* Stored items *
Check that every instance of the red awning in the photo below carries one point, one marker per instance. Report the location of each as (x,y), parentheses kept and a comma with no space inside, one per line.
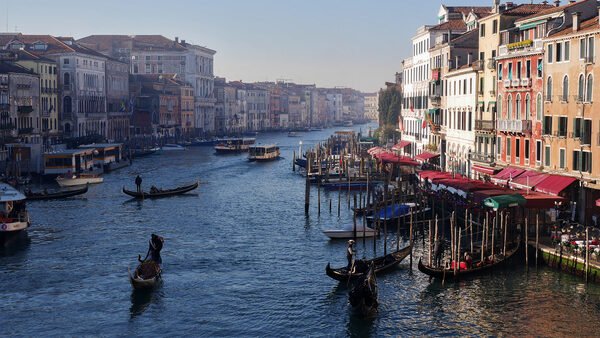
(537,200)
(527,180)
(484,170)
(554,184)
(425,156)
(400,145)
(508,173)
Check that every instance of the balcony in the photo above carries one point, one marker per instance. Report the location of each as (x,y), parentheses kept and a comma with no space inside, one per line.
(485,125)
(514,126)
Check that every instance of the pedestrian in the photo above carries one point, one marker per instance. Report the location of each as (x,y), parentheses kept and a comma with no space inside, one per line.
(138,183)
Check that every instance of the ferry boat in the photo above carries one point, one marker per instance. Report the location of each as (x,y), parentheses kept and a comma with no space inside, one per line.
(79,179)
(234,145)
(264,153)
(13,215)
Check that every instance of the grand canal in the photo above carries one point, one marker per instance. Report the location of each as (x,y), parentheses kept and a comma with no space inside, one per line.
(241,259)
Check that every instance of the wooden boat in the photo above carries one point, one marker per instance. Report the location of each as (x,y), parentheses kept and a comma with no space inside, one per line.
(348,232)
(146,276)
(447,273)
(263,153)
(363,295)
(381,264)
(79,179)
(44,195)
(160,192)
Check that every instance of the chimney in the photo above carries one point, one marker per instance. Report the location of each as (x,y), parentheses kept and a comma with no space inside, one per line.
(576,17)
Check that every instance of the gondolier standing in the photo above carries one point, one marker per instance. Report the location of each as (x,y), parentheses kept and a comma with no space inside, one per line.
(138,183)
(350,253)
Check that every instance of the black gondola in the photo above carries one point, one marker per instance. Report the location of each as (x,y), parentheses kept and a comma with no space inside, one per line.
(361,267)
(38,196)
(161,192)
(363,295)
(447,274)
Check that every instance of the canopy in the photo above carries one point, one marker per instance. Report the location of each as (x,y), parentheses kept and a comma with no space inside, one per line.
(508,173)
(400,145)
(504,201)
(527,180)
(484,169)
(425,156)
(554,184)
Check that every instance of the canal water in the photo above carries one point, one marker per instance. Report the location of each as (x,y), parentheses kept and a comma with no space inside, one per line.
(241,259)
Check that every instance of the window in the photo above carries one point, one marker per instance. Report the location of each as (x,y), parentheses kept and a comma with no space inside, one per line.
(565,96)
(538,107)
(580,89)
(549,89)
(547,125)
(562,126)
(589,87)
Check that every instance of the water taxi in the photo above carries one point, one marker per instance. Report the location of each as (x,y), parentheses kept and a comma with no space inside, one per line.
(264,153)
(234,145)
(13,215)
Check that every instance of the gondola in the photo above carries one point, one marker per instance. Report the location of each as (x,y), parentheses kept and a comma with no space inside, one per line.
(38,196)
(146,276)
(363,295)
(160,192)
(361,267)
(447,274)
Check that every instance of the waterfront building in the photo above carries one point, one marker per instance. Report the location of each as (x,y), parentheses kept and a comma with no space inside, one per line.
(502,18)
(156,54)
(570,130)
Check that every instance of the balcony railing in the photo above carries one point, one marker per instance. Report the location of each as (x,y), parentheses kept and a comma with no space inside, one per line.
(514,126)
(486,125)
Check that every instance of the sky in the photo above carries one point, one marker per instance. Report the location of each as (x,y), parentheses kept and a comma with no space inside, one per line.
(350,43)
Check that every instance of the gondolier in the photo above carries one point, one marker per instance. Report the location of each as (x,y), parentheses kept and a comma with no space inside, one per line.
(138,183)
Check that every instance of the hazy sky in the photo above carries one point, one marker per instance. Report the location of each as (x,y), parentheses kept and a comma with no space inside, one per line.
(351,43)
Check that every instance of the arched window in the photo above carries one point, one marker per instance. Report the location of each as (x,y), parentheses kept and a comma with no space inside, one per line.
(518,108)
(527,107)
(538,108)
(67,104)
(565,94)
(509,107)
(589,87)
(580,89)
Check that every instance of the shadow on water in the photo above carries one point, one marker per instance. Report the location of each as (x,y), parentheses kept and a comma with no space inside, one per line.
(141,300)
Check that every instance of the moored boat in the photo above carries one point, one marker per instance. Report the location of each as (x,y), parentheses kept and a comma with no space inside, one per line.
(79,179)
(263,153)
(13,214)
(45,195)
(158,193)
(234,145)
(381,264)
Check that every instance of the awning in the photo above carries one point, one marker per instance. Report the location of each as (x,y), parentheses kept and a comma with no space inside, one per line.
(425,156)
(401,145)
(484,169)
(527,180)
(507,174)
(504,201)
(554,184)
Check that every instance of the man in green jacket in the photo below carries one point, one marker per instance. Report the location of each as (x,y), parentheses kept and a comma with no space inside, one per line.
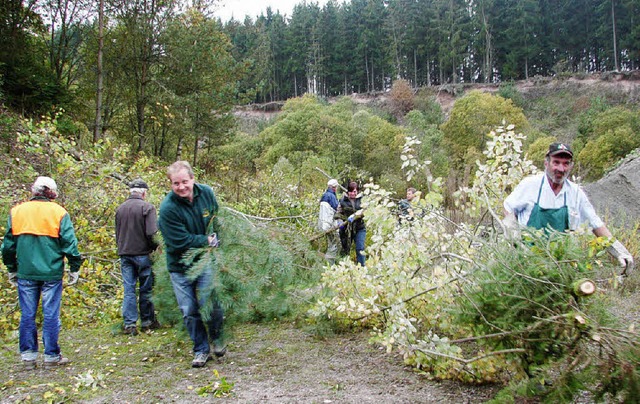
(185,215)
(39,237)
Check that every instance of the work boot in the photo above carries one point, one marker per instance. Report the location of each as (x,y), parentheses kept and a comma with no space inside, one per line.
(200,359)
(219,349)
(154,325)
(62,361)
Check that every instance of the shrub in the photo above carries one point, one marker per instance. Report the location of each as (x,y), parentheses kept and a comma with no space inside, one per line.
(472,118)
(401,98)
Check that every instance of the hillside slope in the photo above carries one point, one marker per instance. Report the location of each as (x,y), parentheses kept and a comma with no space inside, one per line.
(616,194)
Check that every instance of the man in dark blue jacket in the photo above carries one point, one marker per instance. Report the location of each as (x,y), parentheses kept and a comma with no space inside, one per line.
(326,221)
(185,215)
(135,228)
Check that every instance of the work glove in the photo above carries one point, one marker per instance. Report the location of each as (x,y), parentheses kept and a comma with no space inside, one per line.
(623,256)
(213,240)
(73,278)
(13,279)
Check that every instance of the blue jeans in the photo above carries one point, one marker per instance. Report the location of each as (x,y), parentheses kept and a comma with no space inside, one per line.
(29,293)
(190,300)
(359,236)
(137,268)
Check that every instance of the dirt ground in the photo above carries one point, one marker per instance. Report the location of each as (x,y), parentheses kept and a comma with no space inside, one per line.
(266,363)
(294,367)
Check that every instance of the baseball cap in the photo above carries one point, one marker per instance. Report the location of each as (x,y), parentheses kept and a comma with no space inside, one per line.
(559,148)
(42,184)
(138,183)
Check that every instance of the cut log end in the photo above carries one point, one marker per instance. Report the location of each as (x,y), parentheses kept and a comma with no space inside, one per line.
(584,287)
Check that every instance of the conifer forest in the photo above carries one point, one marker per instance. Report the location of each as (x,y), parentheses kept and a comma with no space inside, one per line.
(459,99)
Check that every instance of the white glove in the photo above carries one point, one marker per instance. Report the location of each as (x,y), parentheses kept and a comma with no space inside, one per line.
(511,227)
(622,254)
(73,278)
(13,279)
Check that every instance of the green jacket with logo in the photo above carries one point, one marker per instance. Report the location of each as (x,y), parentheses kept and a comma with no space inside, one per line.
(184,224)
(39,237)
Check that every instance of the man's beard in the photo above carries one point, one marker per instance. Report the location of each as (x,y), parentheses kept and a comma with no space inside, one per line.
(554,178)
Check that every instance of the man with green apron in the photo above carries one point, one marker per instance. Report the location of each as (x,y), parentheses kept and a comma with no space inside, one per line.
(551,200)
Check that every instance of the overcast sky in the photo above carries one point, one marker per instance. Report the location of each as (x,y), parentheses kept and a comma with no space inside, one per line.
(253,8)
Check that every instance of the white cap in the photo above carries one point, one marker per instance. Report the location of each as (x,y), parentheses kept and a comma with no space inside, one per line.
(42,183)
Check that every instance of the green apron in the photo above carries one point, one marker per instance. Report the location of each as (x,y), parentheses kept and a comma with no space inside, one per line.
(557,218)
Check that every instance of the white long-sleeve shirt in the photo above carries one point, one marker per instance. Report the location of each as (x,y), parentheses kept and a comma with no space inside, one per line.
(523,198)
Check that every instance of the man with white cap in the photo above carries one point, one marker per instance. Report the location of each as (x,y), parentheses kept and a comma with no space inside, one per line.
(326,221)
(551,200)
(39,237)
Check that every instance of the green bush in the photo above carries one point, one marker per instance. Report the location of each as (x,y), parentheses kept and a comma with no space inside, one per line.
(472,118)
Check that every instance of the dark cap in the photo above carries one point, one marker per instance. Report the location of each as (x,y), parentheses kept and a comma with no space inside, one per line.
(138,183)
(559,148)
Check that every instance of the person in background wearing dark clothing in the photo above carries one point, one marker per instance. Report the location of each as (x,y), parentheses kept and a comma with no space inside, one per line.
(406,210)
(185,215)
(136,224)
(326,221)
(350,210)
(39,237)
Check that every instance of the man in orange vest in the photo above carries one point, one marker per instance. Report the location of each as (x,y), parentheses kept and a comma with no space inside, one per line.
(39,237)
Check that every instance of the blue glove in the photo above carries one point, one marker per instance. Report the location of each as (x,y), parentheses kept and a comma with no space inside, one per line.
(13,279)
(73,278)
(213,240)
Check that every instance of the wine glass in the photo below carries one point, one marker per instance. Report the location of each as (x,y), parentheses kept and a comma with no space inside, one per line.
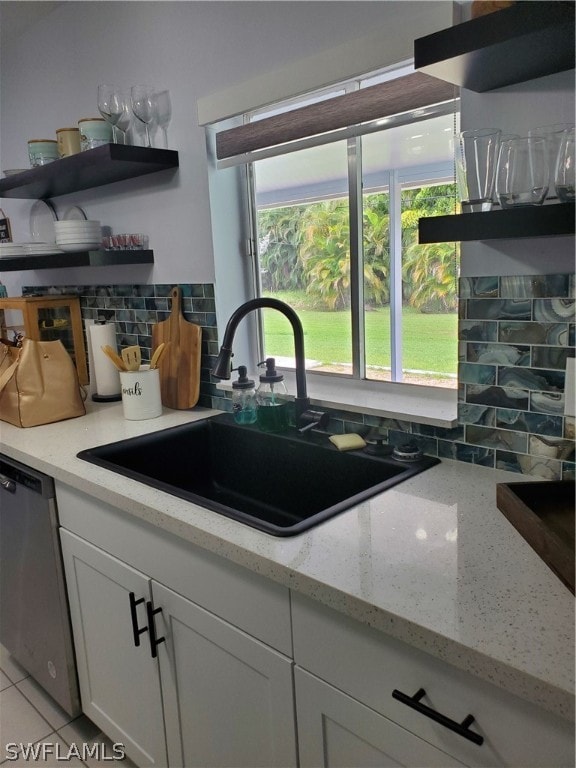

* To be done *
Pick out every line of the records above that contains the string "apron", taking case into account.

* Response to this exercise *
Check that every instance of the man with green apron in the photo above carries one point, one marker per instance. Report the location of each as (x,y), parentheses kept and a comma with no space inside, one per line.
Check that every instance of the green apron in the photo above carries one point, one marker per instance. Report the location of each as (x,y), parentheses kept and a comma with no space inside, one per line.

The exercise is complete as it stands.